> **EXERCISE BRIEF**: Everything from the line that contains "If you could point to the blue sky" through the final line of the records should be written out exactly, and nothing outside that span.

> **Data extracted from a collection**:

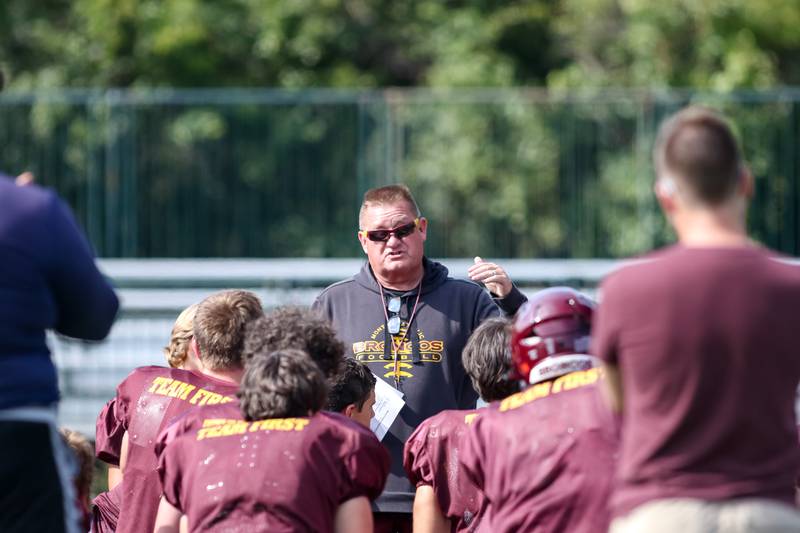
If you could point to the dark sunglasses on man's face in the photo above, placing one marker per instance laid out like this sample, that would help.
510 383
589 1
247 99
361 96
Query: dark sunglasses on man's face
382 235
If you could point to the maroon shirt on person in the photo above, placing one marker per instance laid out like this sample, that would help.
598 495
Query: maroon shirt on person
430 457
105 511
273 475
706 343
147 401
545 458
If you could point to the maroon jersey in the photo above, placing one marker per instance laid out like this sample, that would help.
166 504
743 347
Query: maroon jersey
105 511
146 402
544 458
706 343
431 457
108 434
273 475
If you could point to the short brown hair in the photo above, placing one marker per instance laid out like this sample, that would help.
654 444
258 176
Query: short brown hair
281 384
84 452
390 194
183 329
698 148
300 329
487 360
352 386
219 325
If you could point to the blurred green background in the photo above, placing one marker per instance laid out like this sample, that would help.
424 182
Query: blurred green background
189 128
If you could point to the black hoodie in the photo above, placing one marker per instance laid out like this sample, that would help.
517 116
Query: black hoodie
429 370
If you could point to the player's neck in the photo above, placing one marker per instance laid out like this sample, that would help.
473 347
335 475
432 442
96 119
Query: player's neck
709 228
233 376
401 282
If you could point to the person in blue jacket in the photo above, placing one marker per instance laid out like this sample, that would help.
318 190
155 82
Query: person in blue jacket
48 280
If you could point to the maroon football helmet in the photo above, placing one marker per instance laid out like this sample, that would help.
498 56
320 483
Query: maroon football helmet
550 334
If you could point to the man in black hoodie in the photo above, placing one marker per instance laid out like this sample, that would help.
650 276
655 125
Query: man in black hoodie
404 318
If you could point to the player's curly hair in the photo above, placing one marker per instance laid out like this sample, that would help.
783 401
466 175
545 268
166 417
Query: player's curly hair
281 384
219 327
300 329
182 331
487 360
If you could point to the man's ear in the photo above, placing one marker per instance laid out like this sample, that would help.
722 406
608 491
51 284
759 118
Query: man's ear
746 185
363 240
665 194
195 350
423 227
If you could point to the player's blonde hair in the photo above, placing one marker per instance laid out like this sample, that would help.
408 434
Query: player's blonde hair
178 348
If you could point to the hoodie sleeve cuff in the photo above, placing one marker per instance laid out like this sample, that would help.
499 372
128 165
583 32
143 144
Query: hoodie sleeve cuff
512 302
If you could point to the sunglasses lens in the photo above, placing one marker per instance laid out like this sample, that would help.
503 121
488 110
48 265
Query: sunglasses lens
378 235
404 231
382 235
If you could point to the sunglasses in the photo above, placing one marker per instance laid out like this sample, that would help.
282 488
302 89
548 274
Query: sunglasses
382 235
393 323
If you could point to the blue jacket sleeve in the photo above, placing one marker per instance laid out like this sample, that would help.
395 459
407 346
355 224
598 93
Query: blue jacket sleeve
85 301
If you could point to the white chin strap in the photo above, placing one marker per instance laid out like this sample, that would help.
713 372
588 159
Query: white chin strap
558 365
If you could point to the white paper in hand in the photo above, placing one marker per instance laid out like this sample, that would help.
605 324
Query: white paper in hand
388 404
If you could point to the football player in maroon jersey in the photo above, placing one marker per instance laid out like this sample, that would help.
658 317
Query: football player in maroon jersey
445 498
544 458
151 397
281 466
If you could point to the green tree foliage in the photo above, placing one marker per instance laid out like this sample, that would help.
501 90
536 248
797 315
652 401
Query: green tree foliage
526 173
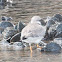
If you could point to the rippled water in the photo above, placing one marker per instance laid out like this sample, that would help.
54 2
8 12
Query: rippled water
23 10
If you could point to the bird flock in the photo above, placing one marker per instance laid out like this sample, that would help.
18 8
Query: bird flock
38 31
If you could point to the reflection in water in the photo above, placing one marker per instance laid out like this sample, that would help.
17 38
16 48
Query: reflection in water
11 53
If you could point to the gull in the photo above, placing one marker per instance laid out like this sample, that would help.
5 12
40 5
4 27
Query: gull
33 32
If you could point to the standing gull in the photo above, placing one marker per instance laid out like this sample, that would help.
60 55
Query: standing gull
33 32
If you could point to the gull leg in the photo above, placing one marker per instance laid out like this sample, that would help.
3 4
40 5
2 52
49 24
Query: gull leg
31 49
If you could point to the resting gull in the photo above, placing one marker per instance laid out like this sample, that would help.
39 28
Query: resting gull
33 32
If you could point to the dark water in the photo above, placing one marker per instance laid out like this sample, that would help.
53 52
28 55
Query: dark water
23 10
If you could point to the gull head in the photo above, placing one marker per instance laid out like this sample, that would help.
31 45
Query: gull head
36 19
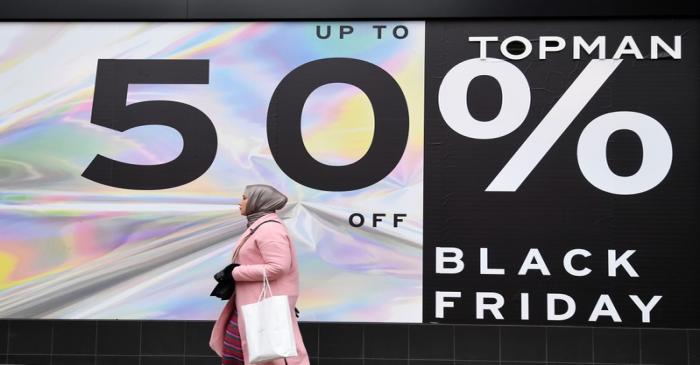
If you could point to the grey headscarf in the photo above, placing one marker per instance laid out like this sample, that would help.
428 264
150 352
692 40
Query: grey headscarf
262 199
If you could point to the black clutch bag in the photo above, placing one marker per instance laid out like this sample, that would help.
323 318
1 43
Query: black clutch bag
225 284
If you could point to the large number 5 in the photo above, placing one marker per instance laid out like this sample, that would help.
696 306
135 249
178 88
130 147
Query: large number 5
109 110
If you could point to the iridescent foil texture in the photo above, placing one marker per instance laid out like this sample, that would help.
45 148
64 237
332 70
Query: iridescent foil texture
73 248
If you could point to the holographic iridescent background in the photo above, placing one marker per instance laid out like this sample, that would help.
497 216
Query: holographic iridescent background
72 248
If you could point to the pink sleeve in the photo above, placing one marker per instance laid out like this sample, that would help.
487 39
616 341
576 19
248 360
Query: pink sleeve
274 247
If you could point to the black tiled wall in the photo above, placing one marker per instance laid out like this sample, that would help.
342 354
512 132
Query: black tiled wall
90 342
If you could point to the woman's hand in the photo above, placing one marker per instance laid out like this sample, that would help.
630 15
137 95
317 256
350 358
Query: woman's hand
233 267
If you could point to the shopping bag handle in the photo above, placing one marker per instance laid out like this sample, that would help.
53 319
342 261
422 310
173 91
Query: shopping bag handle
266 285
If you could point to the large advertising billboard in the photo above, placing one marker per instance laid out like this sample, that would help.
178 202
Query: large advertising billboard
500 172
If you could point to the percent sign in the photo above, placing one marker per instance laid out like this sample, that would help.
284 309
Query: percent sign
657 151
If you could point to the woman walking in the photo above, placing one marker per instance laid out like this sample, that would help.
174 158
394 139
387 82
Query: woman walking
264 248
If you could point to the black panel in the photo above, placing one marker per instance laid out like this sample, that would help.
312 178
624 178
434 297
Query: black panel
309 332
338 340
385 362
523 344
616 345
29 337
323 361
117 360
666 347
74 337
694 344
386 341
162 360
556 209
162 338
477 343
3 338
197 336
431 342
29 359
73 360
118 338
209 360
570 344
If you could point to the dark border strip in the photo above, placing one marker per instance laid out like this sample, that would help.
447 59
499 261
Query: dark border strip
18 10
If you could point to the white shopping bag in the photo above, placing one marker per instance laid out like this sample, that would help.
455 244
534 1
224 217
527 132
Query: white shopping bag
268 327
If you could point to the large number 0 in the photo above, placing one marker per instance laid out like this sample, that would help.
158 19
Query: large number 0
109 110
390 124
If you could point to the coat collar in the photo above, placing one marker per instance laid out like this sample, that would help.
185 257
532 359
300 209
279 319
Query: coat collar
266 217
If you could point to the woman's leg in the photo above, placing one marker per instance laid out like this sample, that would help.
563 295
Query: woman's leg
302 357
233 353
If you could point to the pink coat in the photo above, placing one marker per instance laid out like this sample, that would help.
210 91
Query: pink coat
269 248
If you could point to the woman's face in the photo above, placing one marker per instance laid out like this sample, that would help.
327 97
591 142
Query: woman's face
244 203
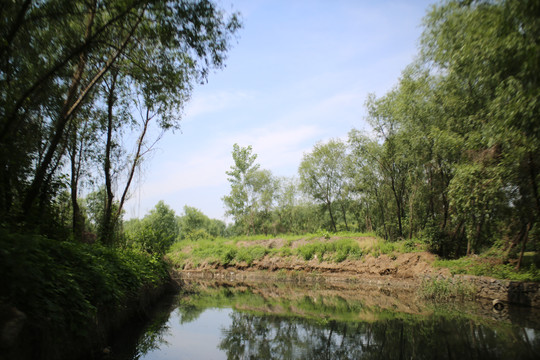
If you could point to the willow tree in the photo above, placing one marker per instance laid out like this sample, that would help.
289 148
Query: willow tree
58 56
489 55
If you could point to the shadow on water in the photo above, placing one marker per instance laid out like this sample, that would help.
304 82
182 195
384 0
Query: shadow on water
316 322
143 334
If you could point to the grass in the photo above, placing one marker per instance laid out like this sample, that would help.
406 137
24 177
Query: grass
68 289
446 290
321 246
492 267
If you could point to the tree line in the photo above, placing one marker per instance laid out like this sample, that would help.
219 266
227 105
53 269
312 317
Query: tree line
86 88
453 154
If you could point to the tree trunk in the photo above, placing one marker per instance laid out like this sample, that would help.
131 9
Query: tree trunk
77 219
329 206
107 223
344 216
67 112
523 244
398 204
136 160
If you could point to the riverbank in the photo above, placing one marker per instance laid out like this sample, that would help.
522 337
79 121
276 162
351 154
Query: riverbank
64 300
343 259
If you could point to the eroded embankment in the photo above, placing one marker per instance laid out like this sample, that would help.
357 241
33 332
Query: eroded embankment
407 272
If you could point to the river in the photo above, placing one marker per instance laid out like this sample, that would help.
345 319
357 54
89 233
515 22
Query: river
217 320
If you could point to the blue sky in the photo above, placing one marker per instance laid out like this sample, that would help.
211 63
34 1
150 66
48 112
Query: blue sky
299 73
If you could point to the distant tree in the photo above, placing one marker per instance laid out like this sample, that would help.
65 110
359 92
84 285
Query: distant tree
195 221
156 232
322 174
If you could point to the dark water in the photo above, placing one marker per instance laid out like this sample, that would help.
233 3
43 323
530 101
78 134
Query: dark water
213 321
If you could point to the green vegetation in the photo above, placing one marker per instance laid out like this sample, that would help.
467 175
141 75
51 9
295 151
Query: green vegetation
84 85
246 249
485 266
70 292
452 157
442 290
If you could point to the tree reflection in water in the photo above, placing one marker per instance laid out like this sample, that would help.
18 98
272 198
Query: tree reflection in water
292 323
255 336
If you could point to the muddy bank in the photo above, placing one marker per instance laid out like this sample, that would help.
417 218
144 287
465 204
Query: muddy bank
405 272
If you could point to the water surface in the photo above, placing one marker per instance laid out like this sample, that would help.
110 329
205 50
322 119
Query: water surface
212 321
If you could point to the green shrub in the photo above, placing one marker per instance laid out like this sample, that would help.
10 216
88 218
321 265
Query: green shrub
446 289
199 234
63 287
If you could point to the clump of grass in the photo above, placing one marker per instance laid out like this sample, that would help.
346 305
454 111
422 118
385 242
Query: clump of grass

> **TASK ANSWER**:
If you could point to the blue sky in the photo above, placing one marker per instance laid out like this sample, that would help.
211 63
34 1
150 66
48 112
Query: blue sky
299 73
If you could point to the distant tree in the photo above, placing one marker per instance laid out like this sample, that would help.
65 110
359 92
84 285
Query: distant tree
195 221
156 232
322 174
If you could point to the dark water in the photo above, placing one marker per instance laid out like this sample, that would help.
233 3
43 323
530 101
78 134
Query: dark water
213 321
If you could point to the green vegetation in the photo above, placing one marker per instance laid out like this sample, that would help.
467 175
141 75
51 9
295 151
Query: green vegetation
84 85
246 249
485 266
70 292
452 157
442 290
If you could point to the tree reflection in water in the photo above, placing one marker per instance laid out like this sample, that would help.
18 98
272 198
Query: tree reflection in water
292 323
255 336
If you could point to the muddy bank in the photo above, placing one marker per instance laid out like this sample, that would help.
417 218
144 287
465 204
Query: muddy bank
405 272
If you could point to the water surface in the photo above, placing one marker per instance laid out like this sample, that would help.
110 329
205 50
322 119
Query: water surface
212 321
If you could point to the green shrub in the photo above, placing one marker per instance laid out like this sample, that would help.
10 216
88 218
321 265
Query: green shrub
446 289
199 234
63 287
If you could point to the clump of grass in the photo above, placing one marker per instance laid out like this sample, that would help.
346 305
454 111
422 118
385 242
Query: clump of grass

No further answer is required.